### Direction
Please pull out each line of the records below that contains the string "green", treating uppercase and lowercase letters as different.
Begin
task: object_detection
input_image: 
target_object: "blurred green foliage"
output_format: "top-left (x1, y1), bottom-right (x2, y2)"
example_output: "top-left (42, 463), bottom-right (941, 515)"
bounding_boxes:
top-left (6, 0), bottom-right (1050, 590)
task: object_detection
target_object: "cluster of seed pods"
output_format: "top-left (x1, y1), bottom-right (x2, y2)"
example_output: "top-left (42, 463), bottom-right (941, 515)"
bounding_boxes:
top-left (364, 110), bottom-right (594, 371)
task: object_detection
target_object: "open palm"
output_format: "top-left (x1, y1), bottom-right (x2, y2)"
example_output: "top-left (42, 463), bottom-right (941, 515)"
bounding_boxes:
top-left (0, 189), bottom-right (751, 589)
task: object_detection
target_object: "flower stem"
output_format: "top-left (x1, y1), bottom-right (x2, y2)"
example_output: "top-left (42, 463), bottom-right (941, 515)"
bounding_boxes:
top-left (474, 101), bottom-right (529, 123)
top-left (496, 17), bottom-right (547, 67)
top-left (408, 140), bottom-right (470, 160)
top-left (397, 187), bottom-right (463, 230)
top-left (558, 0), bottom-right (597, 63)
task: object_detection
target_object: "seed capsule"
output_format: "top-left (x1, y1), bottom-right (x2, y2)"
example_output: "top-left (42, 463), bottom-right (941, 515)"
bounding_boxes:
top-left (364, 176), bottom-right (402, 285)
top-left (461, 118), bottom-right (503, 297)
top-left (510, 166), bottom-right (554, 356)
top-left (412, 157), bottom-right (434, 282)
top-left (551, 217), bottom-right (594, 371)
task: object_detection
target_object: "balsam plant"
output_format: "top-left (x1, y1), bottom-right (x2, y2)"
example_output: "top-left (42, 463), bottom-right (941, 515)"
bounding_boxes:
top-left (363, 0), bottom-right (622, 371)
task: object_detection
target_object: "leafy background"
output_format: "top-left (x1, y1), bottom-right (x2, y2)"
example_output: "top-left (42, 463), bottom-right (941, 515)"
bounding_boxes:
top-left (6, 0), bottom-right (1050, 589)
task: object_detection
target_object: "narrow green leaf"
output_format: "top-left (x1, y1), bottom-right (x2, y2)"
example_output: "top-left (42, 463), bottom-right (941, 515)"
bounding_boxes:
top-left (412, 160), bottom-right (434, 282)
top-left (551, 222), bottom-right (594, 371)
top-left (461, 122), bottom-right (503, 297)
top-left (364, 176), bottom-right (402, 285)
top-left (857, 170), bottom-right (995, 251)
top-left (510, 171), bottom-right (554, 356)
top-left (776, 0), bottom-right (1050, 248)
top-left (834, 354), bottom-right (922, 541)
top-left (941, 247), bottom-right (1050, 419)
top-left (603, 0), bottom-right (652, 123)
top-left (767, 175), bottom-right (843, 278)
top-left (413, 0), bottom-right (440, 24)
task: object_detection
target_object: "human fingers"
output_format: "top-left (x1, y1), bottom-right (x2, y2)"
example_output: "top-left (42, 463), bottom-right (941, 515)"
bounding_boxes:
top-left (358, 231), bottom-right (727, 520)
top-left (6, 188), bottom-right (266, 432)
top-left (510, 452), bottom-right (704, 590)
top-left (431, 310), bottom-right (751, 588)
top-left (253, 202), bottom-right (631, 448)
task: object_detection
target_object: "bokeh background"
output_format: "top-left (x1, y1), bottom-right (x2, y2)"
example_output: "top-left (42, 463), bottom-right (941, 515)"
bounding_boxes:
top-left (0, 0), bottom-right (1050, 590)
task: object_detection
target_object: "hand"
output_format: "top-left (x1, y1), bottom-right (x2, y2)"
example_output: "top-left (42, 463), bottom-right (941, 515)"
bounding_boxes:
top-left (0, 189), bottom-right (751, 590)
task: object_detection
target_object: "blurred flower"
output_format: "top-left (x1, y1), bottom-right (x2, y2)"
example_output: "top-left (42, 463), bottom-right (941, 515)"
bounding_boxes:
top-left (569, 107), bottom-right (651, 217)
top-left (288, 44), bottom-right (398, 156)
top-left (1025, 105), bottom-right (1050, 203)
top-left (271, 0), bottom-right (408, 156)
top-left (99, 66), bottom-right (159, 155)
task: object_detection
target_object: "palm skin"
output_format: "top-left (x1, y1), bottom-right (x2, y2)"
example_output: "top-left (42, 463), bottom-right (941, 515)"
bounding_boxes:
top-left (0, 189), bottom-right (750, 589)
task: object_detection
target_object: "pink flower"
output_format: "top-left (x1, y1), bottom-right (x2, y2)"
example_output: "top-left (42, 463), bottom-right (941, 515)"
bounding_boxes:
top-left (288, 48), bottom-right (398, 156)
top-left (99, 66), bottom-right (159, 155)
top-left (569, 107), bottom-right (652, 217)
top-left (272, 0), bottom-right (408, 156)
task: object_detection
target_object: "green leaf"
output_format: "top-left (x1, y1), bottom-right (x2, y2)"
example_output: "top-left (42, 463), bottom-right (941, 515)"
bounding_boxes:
End
### Answer for this exercise
target_object: "blurred green foliage"
target_object: "narrow green leaf"
target_object: "green leaf"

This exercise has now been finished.